To do — Your task is to output the data exactly as it stands.

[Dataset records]

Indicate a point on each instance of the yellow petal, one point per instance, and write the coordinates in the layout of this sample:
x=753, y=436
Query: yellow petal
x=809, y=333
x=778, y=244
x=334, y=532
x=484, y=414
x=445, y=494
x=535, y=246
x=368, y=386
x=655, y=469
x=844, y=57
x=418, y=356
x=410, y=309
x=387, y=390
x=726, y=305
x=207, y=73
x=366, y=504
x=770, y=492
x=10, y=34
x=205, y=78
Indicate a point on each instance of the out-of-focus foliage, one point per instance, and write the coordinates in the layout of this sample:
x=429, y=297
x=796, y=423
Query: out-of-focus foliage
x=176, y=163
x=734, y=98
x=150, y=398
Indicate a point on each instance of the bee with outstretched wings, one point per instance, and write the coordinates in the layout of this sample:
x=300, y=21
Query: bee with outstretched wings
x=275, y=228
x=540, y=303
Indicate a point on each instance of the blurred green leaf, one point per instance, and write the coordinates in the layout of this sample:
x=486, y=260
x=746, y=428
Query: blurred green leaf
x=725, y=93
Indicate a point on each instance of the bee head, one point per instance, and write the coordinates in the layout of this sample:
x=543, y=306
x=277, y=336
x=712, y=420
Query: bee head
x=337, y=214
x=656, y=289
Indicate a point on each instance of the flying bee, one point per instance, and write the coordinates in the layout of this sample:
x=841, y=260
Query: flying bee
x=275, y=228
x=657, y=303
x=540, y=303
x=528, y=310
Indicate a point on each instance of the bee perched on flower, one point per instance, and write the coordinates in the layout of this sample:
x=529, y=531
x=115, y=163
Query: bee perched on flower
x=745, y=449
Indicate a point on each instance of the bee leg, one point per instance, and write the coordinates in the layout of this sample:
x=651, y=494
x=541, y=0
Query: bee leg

Written response —
Indicate a point on each instance of the yellow petal, one point per instance, and write the coordinates in the layout of this sample:
x=753, y=436
Query: yellow petal
x=809, y=333
x=778, y=244
x=334, y=532
x=484, y=414
x=445, y=494
x=535, y=246
x=368, y=386
x=655, y=469
x=844, y=57
x=418, y=356
x=410, y=309
x=387, y=390
x=726, y=305
x=207, y=73
x=366, y=504
x=770, y=492
x=10, y=34
x=205, y=78
Indicate a point on each instance of the out-of-focus foliage, one point per instance, and write the coordinates in the layout of this sample:
x=429, y=297
x=796, y=423
Query: out-of-focus foliage
x=176, y=163
x=734, y=98
x=150, y=398
Indicate a point on each instance of the bee with outstretched wings, one point per instance, and write the coordinates in the layout of this sample:
x=300, y=21
Query: bee with outstretched wings
x=275, y=228
x=540, y=303
Indicate a point on each instance of the blurred green leaf, one point per instance, and write the coordinates in the layout of this sample:
x=486, y=260
x=746, y=428
Query: blurred green leaf
x=725, y=93
Indicate a point on each instance of the bee head, one point per instance, and write the coordinates in the layout of this sample:
x=543, y=306
x=277, y=336
x=712, y=420
Query: bee head
x=337, y=214
x=656, y=289
Indicate a point on each instance of the flying bee, one point per instance, and write the coordinates in the layout of this sample:
x=841, y=260
Query: flying bee
x=275, y=228
x=657, y=303
x=540, y=303
x=528, y=310
Indicate a point on each instance of the bee perched on flower, one point per instance, and write the coordinates in the layout of this sample:
x=529, y=531
x=115, y=163
Query: bee perched on flower
x=745, y=449
Indicate a point on each instance of the bee leg, one point per instance, and write the coordinates in the layout of this sample:
x=651, y=494
x=541, y=0
Query: bee leg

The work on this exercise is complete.